▸ **YOUR TASK**: Every line containing the string "route" is to be copied from the records.

▸ **EXERCISE DATA**:

[Start of section]

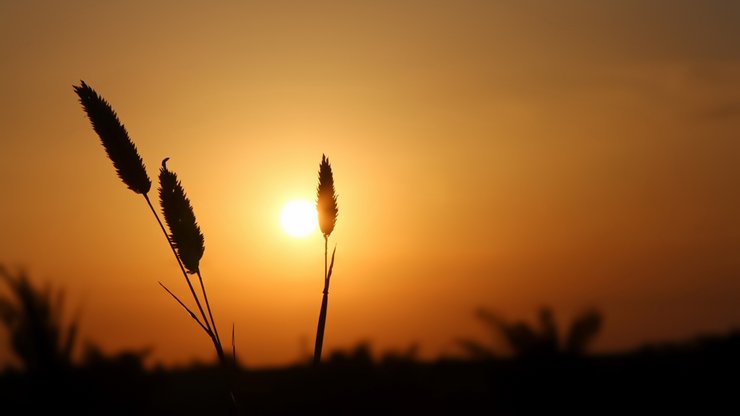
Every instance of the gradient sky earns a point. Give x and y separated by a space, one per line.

[End of section]
[Start of section]

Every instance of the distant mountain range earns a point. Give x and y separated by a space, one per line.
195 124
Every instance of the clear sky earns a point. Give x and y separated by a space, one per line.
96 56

[End of section]
[Start of section]

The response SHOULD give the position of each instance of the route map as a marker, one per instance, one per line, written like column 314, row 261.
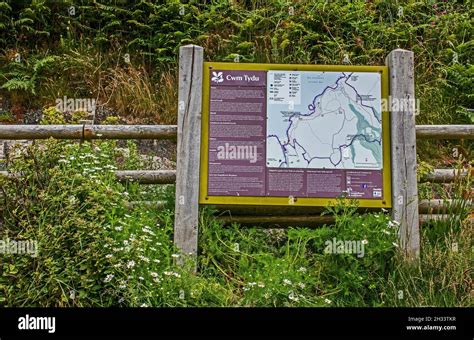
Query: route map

[End of section]

▸ **EXERCISE RESULT**:
The response SHOULD give the position of each instance of the route map as a marker, one per instance, one per line, written like column 314, row 261.
Query: route map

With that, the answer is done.